Text block:
Just so no confusion, the 'patronizing' comment you are responding to was not from the OP.


----------



## GETS

aardvarkbark said:


> Just so no confusion, the 'patronizing' comment you are responding to was not from the OP.


Thank you. My apologies to the OP. My comment stands for NielsZ.


----------



## Peppe1019

shnjb said:


> I like omegas but I never understood the James Bond as justification for the brand.
> 
> James Bond is a fictional character who used to wear (sponsored by?) Rolexes who only recently changed his allegiance to Omega (for advertisements).
> 
> How does this fact uplift the brand?
> 
> Leonardo dicaprio is a lot cooler and is a real person but that doesn't make Tag Heuer a high end manufacturer, does it?


It's not a justification it's simply watch owners who love James Bond as much as they love their watches.. I think you will also find that some of the most coveted vintage Rolex watches are in fact the same ones mr bond wore in his films.. Bond rules fictional or not and has been an iconic character for half a century..cheers

Also to the op omega is a
Great brand with history that puts out quality watches, if it's
High end to you than there's no need for any justification IMO..


----------



## Monocrom

*Re: The last 10% cost 10x*



iim7v7im7 said:


> Niels,
> 
> No disrespect taken whatsoever, its a pretty thing to look at and they are excellent watches! The Omega 9301 chronograph calibre is the same as the 9300 calibre albeit has an 18 karat gold rotor and balance bridge. The same industrial CNC processes are evident with little signs of Swiss watchmaking finishing beyond the bold Geneve striping. This caliber goes in Omega's more expensive rose gold models.
> 
> So Omega is trying to up the game on a very nicely made industrial calibre with the gold parts in their gold cased chronographs, but a high-end movement it does not make.

Exercise objective: In the watch forum thread, which usernames come right before "said:" to introduce a quoted post?

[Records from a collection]

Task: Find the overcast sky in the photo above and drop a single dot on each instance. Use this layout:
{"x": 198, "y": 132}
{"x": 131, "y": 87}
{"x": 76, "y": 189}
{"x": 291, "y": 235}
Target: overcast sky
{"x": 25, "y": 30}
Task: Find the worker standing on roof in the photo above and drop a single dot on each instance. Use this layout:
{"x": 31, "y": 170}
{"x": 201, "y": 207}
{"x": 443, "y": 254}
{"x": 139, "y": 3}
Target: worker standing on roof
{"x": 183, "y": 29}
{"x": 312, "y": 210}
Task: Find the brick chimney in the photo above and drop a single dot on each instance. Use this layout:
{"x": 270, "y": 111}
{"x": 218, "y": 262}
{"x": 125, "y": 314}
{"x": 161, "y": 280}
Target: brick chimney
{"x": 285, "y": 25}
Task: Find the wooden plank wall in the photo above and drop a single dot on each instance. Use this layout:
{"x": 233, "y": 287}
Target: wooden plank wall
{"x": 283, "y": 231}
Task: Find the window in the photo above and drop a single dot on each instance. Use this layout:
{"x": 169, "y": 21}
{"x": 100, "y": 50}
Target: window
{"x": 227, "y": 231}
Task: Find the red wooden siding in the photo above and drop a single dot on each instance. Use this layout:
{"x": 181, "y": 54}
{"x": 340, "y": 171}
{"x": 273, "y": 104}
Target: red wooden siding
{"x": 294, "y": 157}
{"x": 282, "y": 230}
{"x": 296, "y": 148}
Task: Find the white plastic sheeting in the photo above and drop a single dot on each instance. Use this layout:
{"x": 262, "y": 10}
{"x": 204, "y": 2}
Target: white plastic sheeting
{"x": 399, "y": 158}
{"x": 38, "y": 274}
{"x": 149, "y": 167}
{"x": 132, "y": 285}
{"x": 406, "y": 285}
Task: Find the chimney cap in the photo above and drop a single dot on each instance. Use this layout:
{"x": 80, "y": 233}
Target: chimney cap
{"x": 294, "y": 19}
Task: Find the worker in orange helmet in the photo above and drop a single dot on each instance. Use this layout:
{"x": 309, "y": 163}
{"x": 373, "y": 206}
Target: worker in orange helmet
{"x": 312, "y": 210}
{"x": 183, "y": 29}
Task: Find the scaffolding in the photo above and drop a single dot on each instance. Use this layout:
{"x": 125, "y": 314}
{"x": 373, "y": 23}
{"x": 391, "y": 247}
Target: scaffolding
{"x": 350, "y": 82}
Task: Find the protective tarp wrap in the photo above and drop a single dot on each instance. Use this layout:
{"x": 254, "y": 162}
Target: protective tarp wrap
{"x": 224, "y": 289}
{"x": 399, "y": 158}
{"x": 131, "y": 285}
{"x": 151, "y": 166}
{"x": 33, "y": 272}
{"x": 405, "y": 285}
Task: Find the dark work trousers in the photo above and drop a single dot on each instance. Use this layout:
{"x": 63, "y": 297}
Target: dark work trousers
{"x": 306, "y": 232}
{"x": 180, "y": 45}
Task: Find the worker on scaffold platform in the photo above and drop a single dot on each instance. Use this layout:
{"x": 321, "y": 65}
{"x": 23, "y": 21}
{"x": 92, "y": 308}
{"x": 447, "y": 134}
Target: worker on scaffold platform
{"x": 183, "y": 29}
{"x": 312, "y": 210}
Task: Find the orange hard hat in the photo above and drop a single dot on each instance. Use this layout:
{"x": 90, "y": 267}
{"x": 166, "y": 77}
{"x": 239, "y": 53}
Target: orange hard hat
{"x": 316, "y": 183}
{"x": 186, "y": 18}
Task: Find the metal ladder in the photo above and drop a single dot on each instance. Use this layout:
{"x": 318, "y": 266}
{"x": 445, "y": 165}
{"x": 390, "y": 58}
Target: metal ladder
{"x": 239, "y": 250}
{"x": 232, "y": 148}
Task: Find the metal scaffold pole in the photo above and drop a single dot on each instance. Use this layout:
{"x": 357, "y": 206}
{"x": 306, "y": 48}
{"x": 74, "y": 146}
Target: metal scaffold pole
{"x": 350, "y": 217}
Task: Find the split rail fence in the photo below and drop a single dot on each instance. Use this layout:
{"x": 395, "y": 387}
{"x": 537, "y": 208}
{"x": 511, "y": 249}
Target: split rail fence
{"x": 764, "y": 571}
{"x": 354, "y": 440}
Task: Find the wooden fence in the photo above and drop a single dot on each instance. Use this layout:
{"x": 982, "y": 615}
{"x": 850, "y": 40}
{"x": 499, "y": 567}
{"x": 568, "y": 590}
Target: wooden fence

Exercise result: aardvarkbark, shnjb, iim7v7im7